> [Work to be completed] All that is wanted is an exact copy of the line containing "Search for: paved road" and the lines after it, through the end of the records.

Top of Provided entries

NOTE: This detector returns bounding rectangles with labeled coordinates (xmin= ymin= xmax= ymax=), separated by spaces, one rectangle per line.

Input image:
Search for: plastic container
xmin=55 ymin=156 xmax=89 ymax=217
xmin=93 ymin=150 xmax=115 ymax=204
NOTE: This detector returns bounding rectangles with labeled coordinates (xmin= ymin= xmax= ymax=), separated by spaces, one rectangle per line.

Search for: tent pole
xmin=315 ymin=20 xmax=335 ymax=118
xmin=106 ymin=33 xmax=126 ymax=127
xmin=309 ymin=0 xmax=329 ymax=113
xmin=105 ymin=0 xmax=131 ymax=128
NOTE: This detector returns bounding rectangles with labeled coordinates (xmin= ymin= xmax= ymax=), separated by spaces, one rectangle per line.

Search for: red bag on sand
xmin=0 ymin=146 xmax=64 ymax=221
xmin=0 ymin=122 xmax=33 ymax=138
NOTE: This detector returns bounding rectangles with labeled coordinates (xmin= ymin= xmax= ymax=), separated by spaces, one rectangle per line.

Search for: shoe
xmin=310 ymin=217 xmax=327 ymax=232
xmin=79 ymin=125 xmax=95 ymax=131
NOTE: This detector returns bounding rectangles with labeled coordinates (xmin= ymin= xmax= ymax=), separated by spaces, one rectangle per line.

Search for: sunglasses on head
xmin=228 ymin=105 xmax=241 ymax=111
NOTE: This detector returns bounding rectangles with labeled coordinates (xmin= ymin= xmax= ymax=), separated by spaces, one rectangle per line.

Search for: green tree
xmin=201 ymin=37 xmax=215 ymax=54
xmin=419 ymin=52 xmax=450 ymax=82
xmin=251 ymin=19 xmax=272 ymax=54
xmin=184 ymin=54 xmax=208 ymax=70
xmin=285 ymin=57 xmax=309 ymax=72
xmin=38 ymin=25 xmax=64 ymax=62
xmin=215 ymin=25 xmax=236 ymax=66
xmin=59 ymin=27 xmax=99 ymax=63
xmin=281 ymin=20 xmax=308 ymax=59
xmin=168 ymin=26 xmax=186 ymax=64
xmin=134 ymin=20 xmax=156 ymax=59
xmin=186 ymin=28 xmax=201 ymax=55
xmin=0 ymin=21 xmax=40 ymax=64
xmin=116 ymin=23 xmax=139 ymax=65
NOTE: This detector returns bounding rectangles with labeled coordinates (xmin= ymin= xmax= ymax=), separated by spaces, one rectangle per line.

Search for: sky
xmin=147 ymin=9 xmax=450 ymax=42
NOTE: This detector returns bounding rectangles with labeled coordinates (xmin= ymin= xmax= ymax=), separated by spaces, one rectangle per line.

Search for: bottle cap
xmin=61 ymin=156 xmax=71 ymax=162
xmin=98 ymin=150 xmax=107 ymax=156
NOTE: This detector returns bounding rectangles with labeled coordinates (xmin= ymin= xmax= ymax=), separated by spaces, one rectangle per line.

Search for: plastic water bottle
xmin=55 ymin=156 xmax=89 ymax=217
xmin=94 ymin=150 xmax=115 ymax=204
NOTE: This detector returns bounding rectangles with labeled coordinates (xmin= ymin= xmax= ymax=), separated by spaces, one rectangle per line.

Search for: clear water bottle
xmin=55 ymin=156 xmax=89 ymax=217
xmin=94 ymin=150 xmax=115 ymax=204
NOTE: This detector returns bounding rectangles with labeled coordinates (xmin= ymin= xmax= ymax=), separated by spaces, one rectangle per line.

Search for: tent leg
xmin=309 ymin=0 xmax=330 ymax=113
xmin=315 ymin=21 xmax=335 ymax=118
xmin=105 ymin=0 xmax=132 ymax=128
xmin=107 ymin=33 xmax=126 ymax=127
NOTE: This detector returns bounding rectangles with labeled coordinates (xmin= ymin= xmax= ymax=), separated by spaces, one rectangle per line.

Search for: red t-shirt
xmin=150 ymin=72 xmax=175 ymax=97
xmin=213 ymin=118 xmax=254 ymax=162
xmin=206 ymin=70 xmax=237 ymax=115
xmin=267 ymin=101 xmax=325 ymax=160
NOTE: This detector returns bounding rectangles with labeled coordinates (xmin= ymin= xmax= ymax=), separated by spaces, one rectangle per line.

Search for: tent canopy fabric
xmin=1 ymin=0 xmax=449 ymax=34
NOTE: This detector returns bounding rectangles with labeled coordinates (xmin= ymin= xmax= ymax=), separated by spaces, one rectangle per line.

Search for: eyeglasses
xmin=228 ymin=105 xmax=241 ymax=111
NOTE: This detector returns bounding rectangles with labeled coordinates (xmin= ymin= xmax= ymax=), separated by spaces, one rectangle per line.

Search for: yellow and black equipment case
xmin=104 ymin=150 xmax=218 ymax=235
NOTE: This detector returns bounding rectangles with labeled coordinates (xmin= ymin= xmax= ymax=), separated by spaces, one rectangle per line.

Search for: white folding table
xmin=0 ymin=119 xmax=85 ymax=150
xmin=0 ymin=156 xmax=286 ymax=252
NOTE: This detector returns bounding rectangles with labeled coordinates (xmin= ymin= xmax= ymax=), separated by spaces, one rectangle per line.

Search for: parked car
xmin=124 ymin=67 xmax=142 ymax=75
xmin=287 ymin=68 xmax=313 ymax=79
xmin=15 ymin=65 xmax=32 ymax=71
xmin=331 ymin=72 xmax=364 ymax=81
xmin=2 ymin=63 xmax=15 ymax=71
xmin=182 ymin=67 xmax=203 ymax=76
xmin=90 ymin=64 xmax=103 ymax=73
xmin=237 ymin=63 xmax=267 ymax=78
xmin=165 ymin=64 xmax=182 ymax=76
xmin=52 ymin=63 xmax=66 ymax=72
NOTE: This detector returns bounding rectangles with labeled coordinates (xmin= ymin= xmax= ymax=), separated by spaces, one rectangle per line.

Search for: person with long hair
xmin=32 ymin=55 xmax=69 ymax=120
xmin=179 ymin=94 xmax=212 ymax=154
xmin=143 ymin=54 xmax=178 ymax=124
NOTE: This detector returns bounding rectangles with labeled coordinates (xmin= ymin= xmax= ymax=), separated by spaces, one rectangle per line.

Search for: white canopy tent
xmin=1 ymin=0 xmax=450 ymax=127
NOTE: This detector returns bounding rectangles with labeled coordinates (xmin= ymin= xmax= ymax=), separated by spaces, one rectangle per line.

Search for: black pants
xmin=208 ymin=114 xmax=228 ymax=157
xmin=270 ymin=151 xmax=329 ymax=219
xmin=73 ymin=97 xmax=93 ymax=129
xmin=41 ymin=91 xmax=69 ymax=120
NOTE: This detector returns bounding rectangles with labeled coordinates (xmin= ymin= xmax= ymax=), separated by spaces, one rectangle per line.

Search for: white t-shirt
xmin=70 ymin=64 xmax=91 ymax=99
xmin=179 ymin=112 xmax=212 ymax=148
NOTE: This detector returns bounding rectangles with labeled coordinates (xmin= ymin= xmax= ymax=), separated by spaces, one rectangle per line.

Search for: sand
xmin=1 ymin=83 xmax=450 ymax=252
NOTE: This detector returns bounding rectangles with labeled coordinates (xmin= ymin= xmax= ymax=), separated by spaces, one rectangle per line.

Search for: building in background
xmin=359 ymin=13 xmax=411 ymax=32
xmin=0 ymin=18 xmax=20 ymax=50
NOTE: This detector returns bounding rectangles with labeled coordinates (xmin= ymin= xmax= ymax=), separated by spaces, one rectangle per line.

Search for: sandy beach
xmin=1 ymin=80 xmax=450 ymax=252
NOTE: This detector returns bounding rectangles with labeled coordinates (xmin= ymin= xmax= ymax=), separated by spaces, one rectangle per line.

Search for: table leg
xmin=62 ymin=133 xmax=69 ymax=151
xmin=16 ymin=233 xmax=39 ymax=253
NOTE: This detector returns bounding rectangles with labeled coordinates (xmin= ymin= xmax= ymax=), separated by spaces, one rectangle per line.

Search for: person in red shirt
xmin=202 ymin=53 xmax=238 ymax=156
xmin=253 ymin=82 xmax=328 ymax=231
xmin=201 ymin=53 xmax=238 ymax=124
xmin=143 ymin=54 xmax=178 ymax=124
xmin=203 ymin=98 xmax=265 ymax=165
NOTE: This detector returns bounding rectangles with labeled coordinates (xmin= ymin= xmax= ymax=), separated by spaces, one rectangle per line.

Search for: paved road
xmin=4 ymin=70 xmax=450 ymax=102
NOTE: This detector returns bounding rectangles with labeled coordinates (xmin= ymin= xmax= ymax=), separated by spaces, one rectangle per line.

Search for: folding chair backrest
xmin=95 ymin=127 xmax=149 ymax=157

Bottom of Provided entries

> [Output]
Search for: paved road
xmin=4 ymin=70 xmax=450 ymax=102
NOTE: This detector returns bounding rectangles with labeled coordinates (xmin= ymin= xmax= ymax=), separated by spaces, one rectangle per line.

Search for: folding chair backrest
xmin=95 ymin=127 xmax=149 ymax=157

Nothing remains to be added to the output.